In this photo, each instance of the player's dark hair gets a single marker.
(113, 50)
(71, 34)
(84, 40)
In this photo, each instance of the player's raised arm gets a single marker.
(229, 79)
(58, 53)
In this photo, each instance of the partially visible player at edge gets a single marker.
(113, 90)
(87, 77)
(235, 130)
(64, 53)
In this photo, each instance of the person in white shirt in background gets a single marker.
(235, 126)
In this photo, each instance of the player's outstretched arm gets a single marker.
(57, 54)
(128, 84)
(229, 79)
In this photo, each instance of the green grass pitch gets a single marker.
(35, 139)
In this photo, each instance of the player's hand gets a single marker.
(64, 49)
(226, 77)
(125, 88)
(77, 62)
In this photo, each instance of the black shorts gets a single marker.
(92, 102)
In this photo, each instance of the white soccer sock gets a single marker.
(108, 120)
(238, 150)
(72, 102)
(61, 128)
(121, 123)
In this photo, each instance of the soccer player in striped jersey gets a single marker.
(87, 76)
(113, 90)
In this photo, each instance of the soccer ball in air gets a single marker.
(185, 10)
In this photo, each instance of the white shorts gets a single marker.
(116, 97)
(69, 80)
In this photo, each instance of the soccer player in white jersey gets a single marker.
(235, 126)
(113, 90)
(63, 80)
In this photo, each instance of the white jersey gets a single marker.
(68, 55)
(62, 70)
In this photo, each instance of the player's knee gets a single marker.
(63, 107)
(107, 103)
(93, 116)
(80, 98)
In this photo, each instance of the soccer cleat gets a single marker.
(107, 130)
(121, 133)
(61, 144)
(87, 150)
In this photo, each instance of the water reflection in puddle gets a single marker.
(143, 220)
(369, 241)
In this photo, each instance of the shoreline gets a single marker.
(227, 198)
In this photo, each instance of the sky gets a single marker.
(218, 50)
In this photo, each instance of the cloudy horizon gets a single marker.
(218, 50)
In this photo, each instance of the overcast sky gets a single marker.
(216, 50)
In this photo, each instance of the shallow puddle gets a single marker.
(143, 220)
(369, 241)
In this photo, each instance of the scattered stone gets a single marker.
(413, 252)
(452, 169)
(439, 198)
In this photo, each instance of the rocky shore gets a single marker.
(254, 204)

* _GIVEN INSTRUCTION_: Set down exactly what runs from the line with "In this photo, each instance of the player's knee" to the last line of the data above, including both of those lines and no others.

* _REPLY TO THE EXERCISE_:
In this photo, each instance of the player's knee gets a single marker.
(63, 107)
(107, 103)
(93, 116)
(80, 98)
In this photo, each instance of the soccer cleat gets a single marker.
(107, 130)
(121, 133)
(61, 144)
(87, 150)
In this photo, each instance of the water reflection in puddle gets a single marker.
(143, 220)
(369, 241)
In this photo, each instance of the shoreline gets a single marker.
(227, 198)
In this photo, each instance of the sky gets a single marker.
(218, 50)
In this photo, each instance of the cloudy horizon gets a single marker.
(218, 50)
In this photo, each instance of the overcast sky gets a single marker.
(216, 50)
In this photo, each instance of the shallow puddle gets a single marker.
(143, 220)
(369, 241)
In this photo, each instance of the scattered stone gets a single marker.
(413, 252)
(452, 169)
(439, 198)
In this photo, each instance of the rocky shore gets a single marker.
(254, 204)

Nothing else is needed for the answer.